-------- Supplied material --------

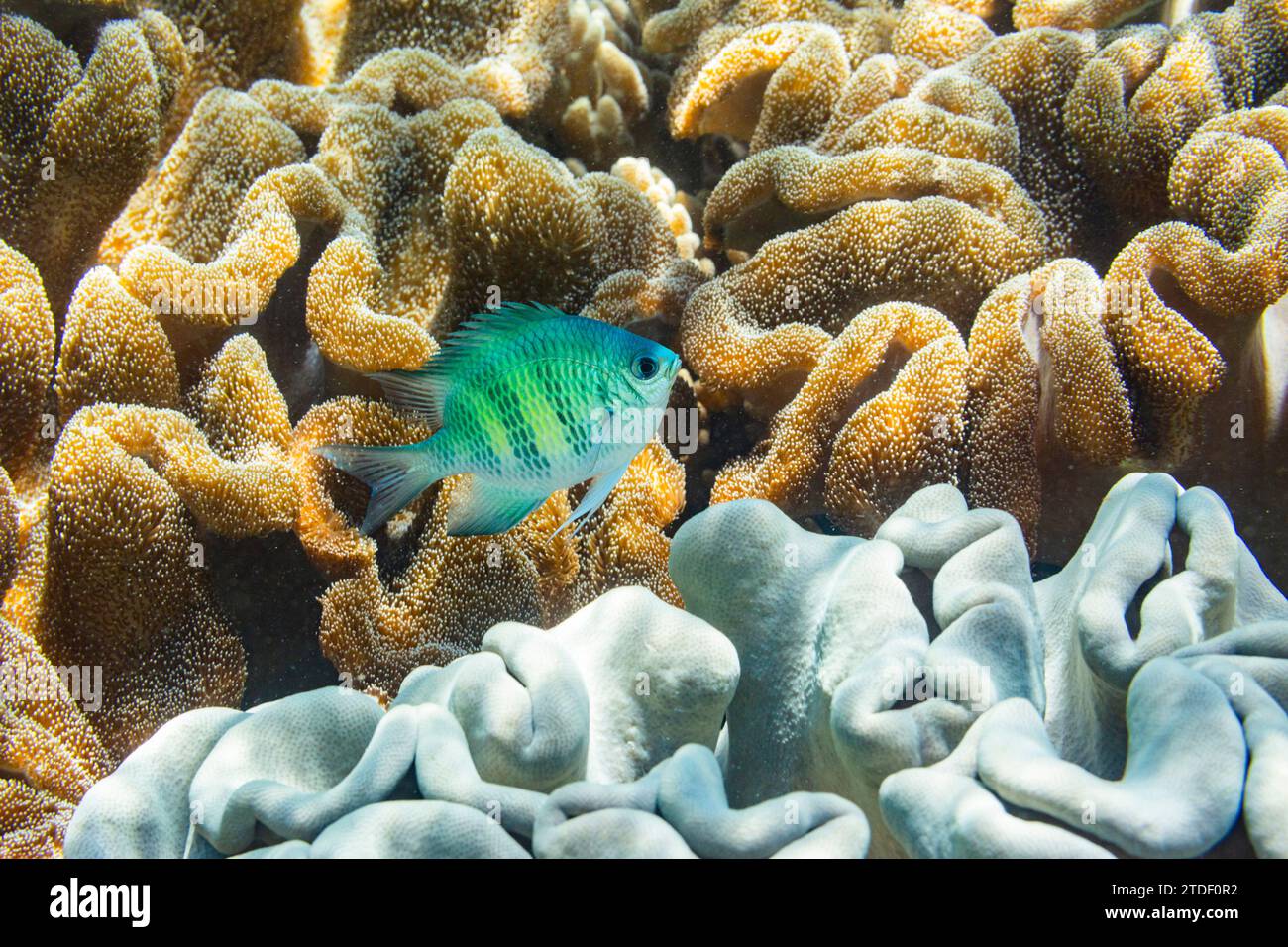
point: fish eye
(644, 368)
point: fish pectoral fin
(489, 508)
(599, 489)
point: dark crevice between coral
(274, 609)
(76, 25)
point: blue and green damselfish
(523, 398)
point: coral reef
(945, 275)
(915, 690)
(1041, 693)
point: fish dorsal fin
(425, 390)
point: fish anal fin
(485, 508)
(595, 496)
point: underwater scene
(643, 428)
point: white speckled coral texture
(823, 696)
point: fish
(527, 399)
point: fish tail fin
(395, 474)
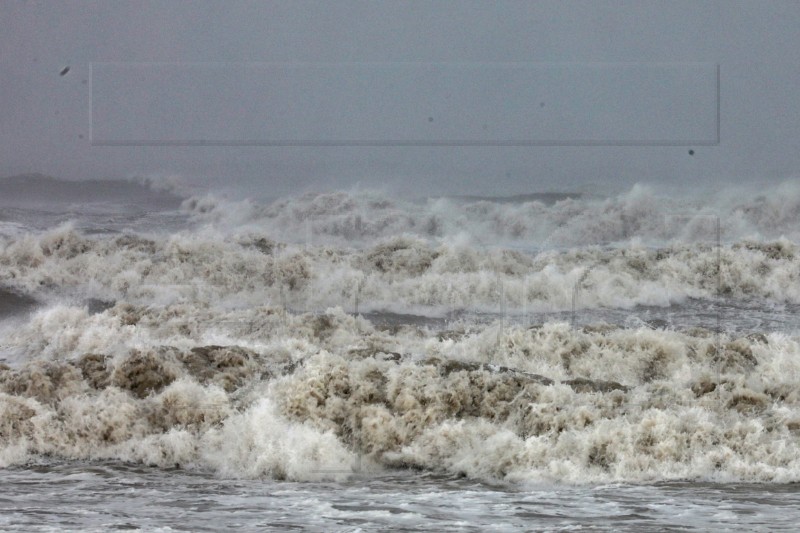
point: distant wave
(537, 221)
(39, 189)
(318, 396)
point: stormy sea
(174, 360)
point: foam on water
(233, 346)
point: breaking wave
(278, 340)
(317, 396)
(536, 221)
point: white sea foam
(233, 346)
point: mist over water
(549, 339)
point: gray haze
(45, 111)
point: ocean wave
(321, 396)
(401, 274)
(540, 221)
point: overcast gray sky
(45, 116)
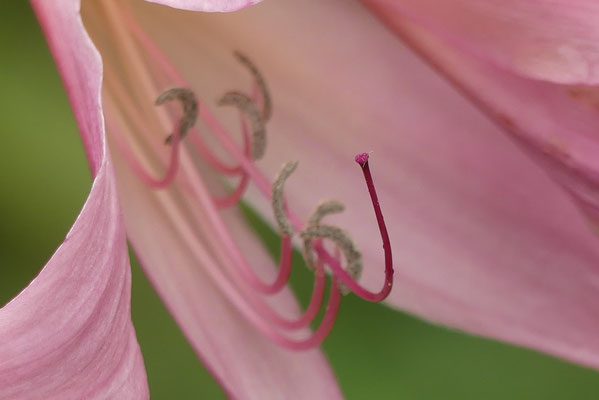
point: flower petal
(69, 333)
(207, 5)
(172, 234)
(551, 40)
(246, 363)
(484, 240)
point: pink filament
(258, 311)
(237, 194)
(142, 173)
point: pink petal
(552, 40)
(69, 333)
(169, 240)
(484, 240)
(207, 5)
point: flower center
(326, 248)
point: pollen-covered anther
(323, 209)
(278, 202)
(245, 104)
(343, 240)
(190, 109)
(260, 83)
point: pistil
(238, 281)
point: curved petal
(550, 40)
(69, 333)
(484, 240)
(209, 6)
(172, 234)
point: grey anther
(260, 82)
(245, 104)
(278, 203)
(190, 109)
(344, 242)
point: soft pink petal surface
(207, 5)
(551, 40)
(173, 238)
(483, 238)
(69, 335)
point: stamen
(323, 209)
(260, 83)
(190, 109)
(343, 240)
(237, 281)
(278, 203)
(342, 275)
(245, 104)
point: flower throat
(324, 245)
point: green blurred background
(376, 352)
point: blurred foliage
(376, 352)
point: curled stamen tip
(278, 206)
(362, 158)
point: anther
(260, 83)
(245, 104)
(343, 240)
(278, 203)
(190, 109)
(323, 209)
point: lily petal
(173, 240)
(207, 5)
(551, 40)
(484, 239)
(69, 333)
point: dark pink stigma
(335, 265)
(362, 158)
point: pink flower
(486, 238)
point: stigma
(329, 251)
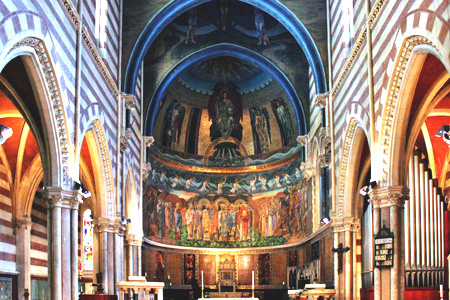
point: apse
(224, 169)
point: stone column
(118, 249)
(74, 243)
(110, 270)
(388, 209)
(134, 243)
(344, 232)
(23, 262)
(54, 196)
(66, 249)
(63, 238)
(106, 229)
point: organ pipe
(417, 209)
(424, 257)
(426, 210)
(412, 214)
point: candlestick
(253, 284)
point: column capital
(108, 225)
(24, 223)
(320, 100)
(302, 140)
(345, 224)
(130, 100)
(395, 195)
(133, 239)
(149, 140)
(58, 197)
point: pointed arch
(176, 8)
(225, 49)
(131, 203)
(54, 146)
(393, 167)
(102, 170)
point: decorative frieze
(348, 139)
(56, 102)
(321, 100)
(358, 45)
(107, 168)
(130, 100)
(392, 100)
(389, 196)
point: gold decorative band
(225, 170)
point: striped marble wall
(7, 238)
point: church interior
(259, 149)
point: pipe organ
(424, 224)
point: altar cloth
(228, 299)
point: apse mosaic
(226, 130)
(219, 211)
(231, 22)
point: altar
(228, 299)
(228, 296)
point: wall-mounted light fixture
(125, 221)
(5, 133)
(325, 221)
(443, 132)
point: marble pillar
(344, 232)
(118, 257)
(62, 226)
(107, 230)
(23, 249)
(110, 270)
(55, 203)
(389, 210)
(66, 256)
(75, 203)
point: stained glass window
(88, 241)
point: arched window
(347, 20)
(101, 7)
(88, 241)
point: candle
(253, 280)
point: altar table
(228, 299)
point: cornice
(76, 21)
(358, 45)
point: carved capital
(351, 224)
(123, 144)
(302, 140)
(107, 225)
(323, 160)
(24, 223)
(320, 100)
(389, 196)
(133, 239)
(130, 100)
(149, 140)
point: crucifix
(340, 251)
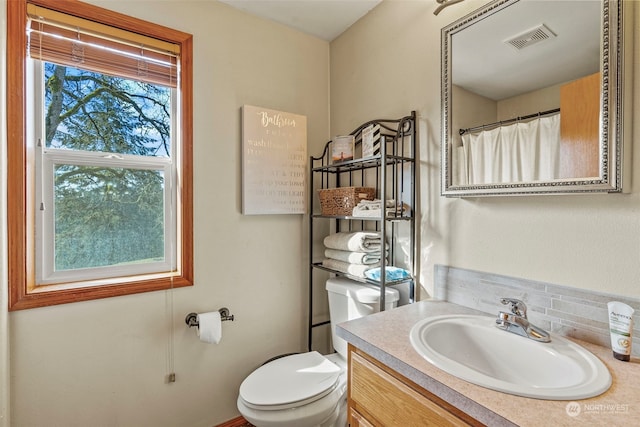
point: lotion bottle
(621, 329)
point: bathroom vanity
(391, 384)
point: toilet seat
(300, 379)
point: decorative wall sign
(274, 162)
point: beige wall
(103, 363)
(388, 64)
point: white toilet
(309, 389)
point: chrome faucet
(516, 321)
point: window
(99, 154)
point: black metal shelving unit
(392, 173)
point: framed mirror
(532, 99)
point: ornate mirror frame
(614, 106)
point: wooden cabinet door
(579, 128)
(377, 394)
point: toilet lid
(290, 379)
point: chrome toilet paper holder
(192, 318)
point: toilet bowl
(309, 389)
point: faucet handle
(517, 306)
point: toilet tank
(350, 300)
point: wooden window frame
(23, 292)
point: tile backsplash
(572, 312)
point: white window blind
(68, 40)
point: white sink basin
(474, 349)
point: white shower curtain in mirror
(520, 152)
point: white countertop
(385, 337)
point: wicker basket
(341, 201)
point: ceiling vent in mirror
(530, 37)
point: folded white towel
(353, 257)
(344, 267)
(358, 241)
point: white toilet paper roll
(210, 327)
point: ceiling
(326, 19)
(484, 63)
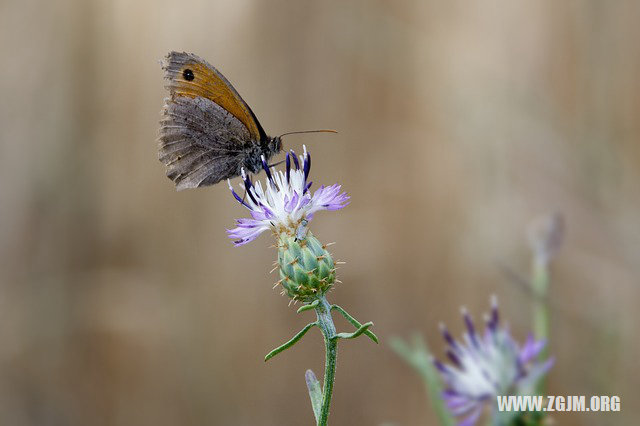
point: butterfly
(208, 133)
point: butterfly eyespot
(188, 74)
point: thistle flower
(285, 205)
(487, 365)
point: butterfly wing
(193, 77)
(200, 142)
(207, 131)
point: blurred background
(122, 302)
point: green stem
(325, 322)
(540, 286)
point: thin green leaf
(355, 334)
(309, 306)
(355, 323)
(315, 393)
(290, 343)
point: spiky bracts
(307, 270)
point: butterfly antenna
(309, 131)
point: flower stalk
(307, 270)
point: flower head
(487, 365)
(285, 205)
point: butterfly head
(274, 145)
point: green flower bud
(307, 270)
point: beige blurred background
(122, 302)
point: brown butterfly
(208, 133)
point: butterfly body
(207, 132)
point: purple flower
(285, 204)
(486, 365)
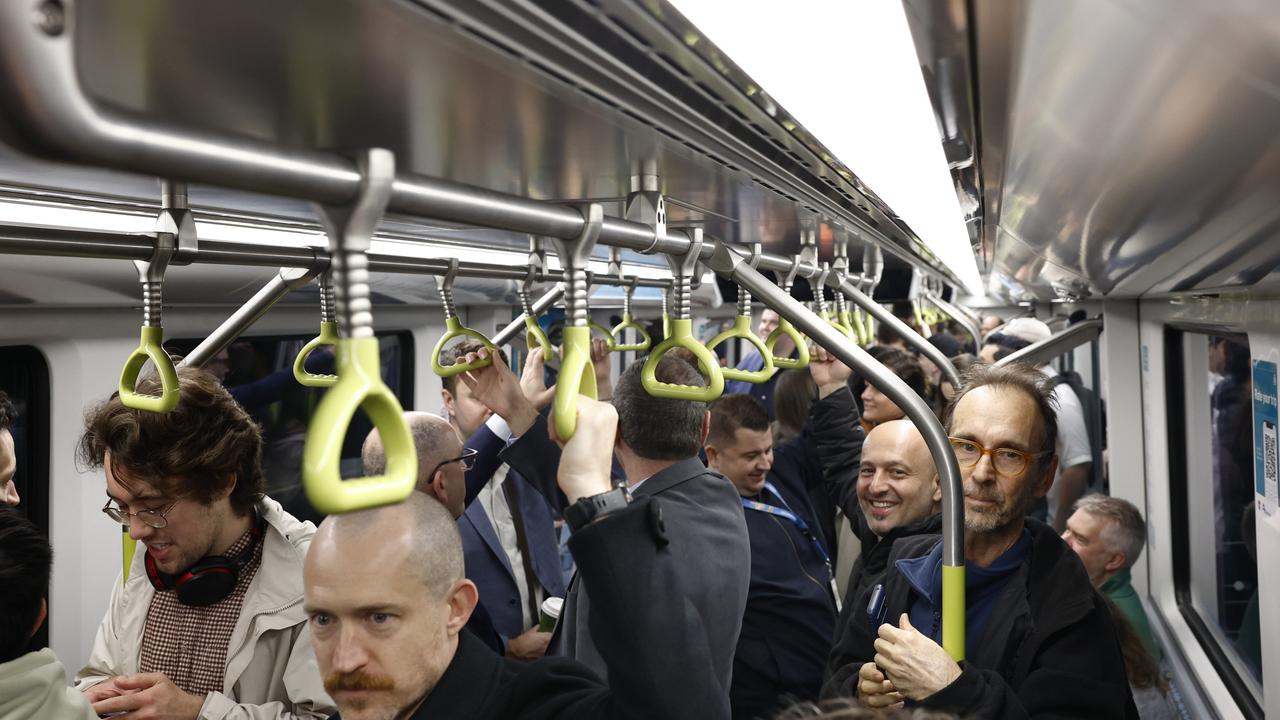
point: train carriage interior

--------

* Problem to solve: Could you repeat all of the entries exactly, without any of the images?

* Answer section:
point: fish eye
(644, 368)
point: fish pectoral fin
(489, 508)
(599, 489)
point: dark crevice between coral
(274, 609)
(76, 25)
point: blue and green damselfish
(523, 398)
point: coral reef
(945, 275)
(915, 690)
(1041, 693)
point: fish dorsal fin
(425, 390)
point: fish anal fin
(485, 508)
(595, 496)
point: underwater scene
(643, 428)
point: white speckled coral texture
(823, 696)
point: fish
(527, 399)
point: fish tail fin
(395, 474)
point: distant wave
(537, 221)
(39, 189)
(318, 396)
point: stormy sea
(174, 360)
point: foam on water
(233, 346)
point: breaking wave
(278, 340)
(317, 396)
(536, 221)
point: white sea foam
(233, 346)
point: mist over water
(549, 339)
point: gray haze
(45, 111)
point: ocean wave
(321, 396)
(401, 274)
(540, 221)
point: overcast gray sky
(45, 116)
point: flower petal
(69, 333)
(207, 5)
(172, 234)
(551, 40)
(246, 363)
(484, 240)
point: pink filament
(258, 311)
(237, 194)
(142, 173)
point: pink petal
(552, 40)
(69, 333)
(169, 240)
(484, 240)
(207, 5)
point: flower center
(326, 248)
point: pollen-covered anther
(323, 209)
(278, 202)
(245, 104)
(343, 240)
(190, 109)
(260, 83)
point: pistil
(238, 281)
point: curved petal
(550, 40)
(69, 333)
(484, 240)
(209, 6)
(172, 234)
point: grey anther
(260, 82)
(245, 104)
(278, 203)
(190, 109)
(344, 242)
point: soft pink petal surface
(207, 5)
(551, 40)
(173, 238)
(483, 238)
(69, 335)
point: stamen
(323, 209)
(260, 83)
(190, 109)
(343, 240)
(237, 281)
(278, 203)
(342, 275)
(245, 104)
point: flower throat
(324, 245)
point: green blurred background
(376, 352)
point: blurred foliage
(376, 352)
point: curled stamen tip
(278, 206)
(362, 158)
point: anther
(260, 83)
(245, 104)
(343, 240)
(278, 203)
(190, 109)
(323, 209)
point: lily petal
(173, 240)
(207, 5)
(551, 40)
(484, 239)
(69, 333)
point: dark pink stigma
(335, 265)
(362, 158)
point: pink flower
(486, 238)
point: stigma
(329, 251)
point: apse
(224, 169)
point: stone column
(118, 249)
(74, 243)
(110, 270)
(388, 209)
(134, 243)
(344, 232)
(23, 262)
(54, 196)
(66, 249)
(63, 238)
(106, 229)
point: organ pipe
(417, 209)
(424, 257)
(426, 210)
(412, 214)
point: candlestick
(253, 284)
point: column capital
(108, 225)
(24, 223)
(320, 100)
(302, 140)
(345, 224)
(130, 100)
(395, 195)
(133, 239)
(149, 140)
(58, 197)
point: pointed arch
(176, 8)
(225, 49)
(131, 203)
(54, 146)
(393, 167)
(102, 170)
point: decorative frieze
(348, 139)
(56, 102)
(321, 100)
(358, 45)
(107, 168)
(130, 100)
(392, 100)
(389, 196)
point: gold decorative band
(225, 170)
point: striped marble wall
(7, 238)
point: church interior
(259, 149)
point: pipe organ
(424, 224)
point: altar cloth
(228, 299)
point: apse mosaic
(226, 130)
(219, 211)
(231, 22)
point: altar
(228, 299)
(228, 296)
point: wall-mounted light fixture
(125, 221)
(5, 133)
(325, 221)
(443, 132)
point: marble pillar
(344, 232)
(118, 257)
(62, 226)
(107, 230)
(23, 249)
(110, 270)
(55, 203)
(389, 210)
(66, 256)
(75, 203)
point: stained glass window
(88, 241)
point: arched window
(347, 20)
(101, 7)
(88, 241)
point: candle
(253, 280)
point: altar table
(228, 299)
point: cornice
(76, 21)
(358, 45)
point: carved capital
(351, 224)
(123, 144)
(302, 140)
(107, 225)
(323, 160)
(24, 223)
(320, 100)
(389, 196)
(133, 239)
(130, 100)
(149, 140)
point: crucifix
(340, 251)
point: lotion bottle
(621, 329)
point: bathroom vanity
(391, 384)
point: toilet seat
(300, 379)
point: decorative wall sign
(274, 162)
point: beige wall
(103, 363)
(388, 64)
point: white toilet
(309, 389)
point: chrome faucet
(516, 321)
point: window
(99, 154)
point: black metal shelving unit
(392, 173)
point: framed mirror
(532, 99)
point: ornate mirror frame
(614, 106)
point: wooden cabinet door
(579, 128)
(377, 394)
point: toilet lid
(290, 379)
point: chrome toilet paper holder
(192, 318)
point: toilet bowl
(309, 389)
point: faucet handle
(517, 306)
point: toilet tank
(350, 300)
point: wooden window frame
(23, 292)
point: tile backsplash
(572, 312)
point: white window blind
(68, 40)
point: white sink basin
(474, 349)
point: white shower curtain in mirror
(520, 152)
point: white countertop
(385, 337)
point: wicker basket
(341, 201)
point: ceiling vent in mirror
(530, 37)
point: folded white towel
(353, 257)
(344, 267)
(358, 241)
point: white toilet paper roll
(210, 327)
point: ceiling
(326, 19)
(484, 63)
point: butterfly
(208, 133)
point: butterfly eyespot
(188, 74)
point: thistle flower
(285, 205)
(487, 365)
point: butterfly wing
(193, 77)
(200, 142)
(207, 131)
point: blurred background
(122, 302)
point: green stem
(325, 322)
(540, 286)
point: thin green leaf
(355, 334)
(309, 306)
(355, 323)
(315, 393)
(290, 343)
point: spiky bracts
(307, 270)
point: butterfly antenna
(309, 131)
point: flower stalk
(307, 270)
point: flower head
(487, 365)
(285, 205)
point: butterfly head
(274, 145)
point: green flower bud
(307, 270)
point: beige blurred background
(122, 302)
point: brown butterfly
(208, 133)
point: butterfly body
(207, 132)
point: purple flower
(285, 204)
(486, 365)
point: train carriage interior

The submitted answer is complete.